[begin SOURCE TEXT]
Using IBM Event Streams and Apache Kafka to copy documents from Cloudant to Db2 Warehouse on Cloud

This tutorial will use Apache Kafka Connect to publish messages from a Cloudant database to a topic. The messages will then be consumed by Apache Kafka Connect's JDBC connector to write to a Db2 Warehouse on Cloud table.

Learn more about Event Streams key concepts

This tutorial will demonstrate how to:

Set up Cloudant, Event Streams and Db2 Warehouse on Cloud.
Set up Apache Kafka Connect to connect to Event Streams.
Configure Apache Kafka Connect with kafka-connect-cloudant to produce messages for Cloudant documents.
Configure Apache Kafka Connect with kafka-connect-jdbc to consume messages from a topic and write to Db2 Warehouse on Cloud.
Run Apache Kafka Connect in a standalone worker configuration.

N.B. This is an example only intended as a starting point for using IBM Event Streams and Apache Kafka Connect to extract data from Cloudant and insert into Db2 Warehouse on Cloud. It is not intended as a drop-in replacement for the deprecated Cloudant warehouse integration. In particular this example does not create or alter Db2 tables or handle document deletion.

Setting up IBM Cloud services

Cloudant

Create an IBM Cloudant instance.
Replicate the tutorial data.

IBM Event Streams

Create an IBM Event Streams service instance.
Create Service Credentials for IBM Event Streams.
Use the Event Streams Manage interface to create a 1) topic name, 2) single partition and, 3) one day retention. Or alternatively use the api_key and the kafka_admin_url from your service credentials to create the topic from the command line e.g.

curl -v -H 'Content-Type: application/json' -H 'Accept: */*' -H 'X-Auth-Token: ${api_key}' -d '{ "name": "exampleTopic", "partitions": 1 }' <kafka_admin_url>/admin/topics

Db2 Warehouse on Cloud

Create an IBM Db2 Warehouse on Cloud instance.
Create a Db2 table to house the data. When using your own data be sure to choose an appropriate table schema and consider the specifics of JSON to Struct conversion as documented by kafka-connect-cloudant (e.g. numbers represented as FLOAT64/double).
Download the Db2 JDBC driver and save the JDBC connection details.
[end SOURCE TEXT]
[begin MATERIAL PROVIDED]
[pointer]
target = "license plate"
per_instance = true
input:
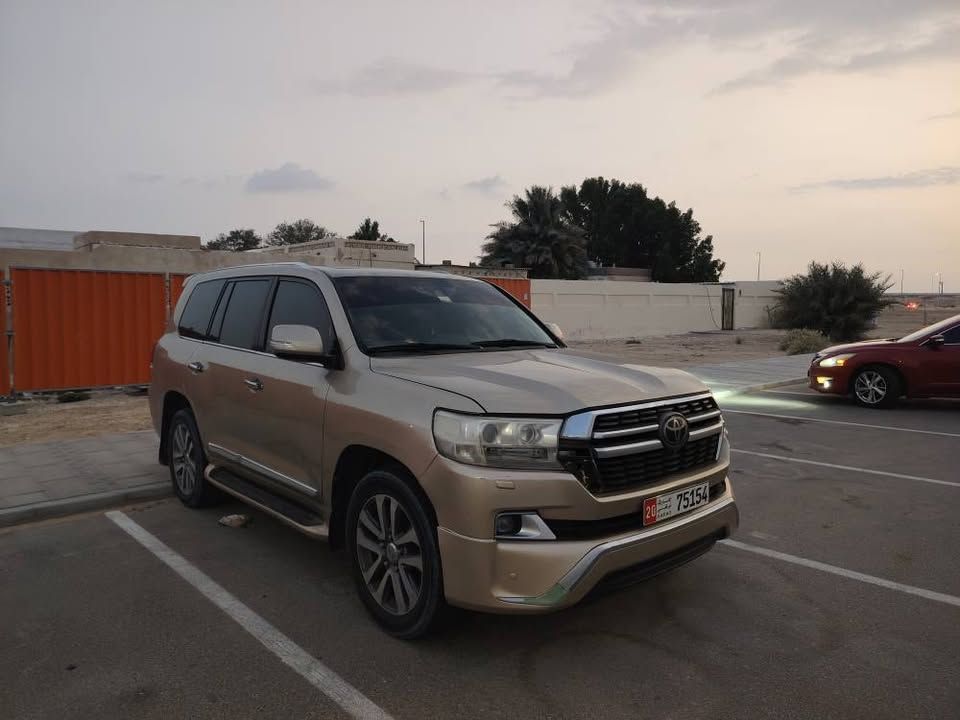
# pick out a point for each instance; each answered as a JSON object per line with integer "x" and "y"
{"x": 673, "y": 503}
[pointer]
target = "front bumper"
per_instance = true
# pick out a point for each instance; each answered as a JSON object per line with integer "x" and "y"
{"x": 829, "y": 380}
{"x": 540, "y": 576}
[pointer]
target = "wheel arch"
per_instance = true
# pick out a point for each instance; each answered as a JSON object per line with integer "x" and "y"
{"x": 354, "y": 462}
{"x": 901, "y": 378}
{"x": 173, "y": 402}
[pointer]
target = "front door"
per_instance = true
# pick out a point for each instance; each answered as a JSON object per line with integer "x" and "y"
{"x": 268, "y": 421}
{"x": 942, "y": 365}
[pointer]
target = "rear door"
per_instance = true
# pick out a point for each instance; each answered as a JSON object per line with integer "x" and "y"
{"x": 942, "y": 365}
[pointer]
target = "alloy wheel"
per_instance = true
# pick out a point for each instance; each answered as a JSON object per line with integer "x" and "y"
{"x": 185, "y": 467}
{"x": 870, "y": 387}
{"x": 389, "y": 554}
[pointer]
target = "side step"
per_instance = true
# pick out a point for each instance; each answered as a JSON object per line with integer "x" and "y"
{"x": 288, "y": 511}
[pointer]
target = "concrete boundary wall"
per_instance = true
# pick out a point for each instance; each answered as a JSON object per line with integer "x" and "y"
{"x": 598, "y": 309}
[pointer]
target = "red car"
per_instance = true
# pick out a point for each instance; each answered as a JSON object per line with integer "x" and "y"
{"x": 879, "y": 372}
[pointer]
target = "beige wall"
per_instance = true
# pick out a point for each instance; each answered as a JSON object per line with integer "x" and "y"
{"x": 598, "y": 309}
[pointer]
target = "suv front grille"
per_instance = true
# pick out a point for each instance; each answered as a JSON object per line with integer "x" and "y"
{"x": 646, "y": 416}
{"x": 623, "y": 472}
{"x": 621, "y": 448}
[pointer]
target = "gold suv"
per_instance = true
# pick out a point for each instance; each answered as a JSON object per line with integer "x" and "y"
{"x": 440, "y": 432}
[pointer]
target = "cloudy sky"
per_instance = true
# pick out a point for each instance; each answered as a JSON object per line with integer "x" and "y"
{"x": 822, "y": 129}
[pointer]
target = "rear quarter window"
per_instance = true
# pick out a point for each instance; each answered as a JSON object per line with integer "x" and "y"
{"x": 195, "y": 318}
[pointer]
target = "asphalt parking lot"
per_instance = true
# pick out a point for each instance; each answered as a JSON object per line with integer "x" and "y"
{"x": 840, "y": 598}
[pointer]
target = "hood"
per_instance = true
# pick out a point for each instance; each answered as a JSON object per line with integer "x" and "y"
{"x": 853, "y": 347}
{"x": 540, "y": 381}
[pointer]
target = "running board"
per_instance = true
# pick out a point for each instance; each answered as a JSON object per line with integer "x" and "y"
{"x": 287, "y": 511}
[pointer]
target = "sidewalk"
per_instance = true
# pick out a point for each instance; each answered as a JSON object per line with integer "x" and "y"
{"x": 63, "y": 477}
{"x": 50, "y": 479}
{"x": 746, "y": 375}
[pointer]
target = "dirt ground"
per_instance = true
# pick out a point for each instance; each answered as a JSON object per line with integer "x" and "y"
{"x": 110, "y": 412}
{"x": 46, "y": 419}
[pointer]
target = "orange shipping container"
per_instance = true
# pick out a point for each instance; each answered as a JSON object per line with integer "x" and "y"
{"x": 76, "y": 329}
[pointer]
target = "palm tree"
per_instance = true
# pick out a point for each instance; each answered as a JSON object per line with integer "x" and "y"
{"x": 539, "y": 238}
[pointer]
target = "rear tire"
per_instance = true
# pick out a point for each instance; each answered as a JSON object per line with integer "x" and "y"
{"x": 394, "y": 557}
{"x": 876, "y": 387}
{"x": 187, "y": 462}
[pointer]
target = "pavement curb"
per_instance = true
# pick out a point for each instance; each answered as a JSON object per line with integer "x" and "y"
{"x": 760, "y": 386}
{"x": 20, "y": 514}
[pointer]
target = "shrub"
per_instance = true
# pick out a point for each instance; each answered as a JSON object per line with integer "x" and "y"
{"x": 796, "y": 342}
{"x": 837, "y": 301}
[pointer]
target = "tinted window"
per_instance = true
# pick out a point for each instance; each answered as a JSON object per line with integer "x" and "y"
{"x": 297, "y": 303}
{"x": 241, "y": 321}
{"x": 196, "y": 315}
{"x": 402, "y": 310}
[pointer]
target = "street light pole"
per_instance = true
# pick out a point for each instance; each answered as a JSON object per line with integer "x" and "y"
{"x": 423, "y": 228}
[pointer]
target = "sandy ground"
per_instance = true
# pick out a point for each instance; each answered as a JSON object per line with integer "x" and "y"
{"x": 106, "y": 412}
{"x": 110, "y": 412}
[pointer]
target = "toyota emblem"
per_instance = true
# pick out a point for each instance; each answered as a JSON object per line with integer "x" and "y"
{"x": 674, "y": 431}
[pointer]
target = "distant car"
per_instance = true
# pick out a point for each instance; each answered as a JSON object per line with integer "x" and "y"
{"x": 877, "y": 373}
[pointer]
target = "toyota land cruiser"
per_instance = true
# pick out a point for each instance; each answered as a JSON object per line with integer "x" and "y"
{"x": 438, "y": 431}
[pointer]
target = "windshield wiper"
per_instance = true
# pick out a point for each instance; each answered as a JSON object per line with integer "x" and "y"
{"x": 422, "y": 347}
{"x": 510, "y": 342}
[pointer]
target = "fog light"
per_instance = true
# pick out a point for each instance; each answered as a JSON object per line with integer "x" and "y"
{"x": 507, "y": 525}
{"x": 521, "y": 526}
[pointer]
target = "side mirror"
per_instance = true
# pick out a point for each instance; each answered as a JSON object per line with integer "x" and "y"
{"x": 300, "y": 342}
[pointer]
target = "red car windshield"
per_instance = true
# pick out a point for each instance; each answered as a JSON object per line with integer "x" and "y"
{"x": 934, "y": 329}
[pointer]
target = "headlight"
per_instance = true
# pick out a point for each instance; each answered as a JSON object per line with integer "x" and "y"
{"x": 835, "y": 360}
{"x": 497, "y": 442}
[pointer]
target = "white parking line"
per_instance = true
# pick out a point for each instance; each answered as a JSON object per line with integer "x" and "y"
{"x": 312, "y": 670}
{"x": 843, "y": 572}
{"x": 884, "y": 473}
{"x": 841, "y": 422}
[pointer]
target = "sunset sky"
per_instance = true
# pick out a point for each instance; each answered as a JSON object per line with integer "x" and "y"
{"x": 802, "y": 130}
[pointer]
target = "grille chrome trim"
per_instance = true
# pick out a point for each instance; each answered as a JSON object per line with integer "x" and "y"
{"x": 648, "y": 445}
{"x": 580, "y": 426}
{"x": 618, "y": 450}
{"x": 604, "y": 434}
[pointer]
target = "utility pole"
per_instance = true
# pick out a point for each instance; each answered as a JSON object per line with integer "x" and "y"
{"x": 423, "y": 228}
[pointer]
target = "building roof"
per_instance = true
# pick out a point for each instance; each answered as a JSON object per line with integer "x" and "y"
[end MATERIAL PROVIDED]
→ EXERCISE INSTRUCTIONS
a: What does the Cloudant-to-Db2 tutorial say the example does not do with Db2 tables and deleted documents?
b: Duplicate the part of the Cloudant-to-Db2 tutorial that opens with the words containing "curl -v -H 'Content-Type: application/json'" and closes with "on Cloud instance.".
Rely solely on the Cloudant-to-Db2 tutorial when responding.

→ WORKED SOLUTIONS
a: It does not create or alter Db2 tables or handle document deletion.

b:
curl -v -H 'Content-Type: application/json' -H 'Accept: */*' -H 'X-Auth-Token: ${api_key}' -d '{ "name": "exampleTopic", "partitions": 1 }' <kafka_admin_url>/admin/topics

Db2 Warehouse on Cloud

Create an IBM Db2 Warehouse on Cloud instance.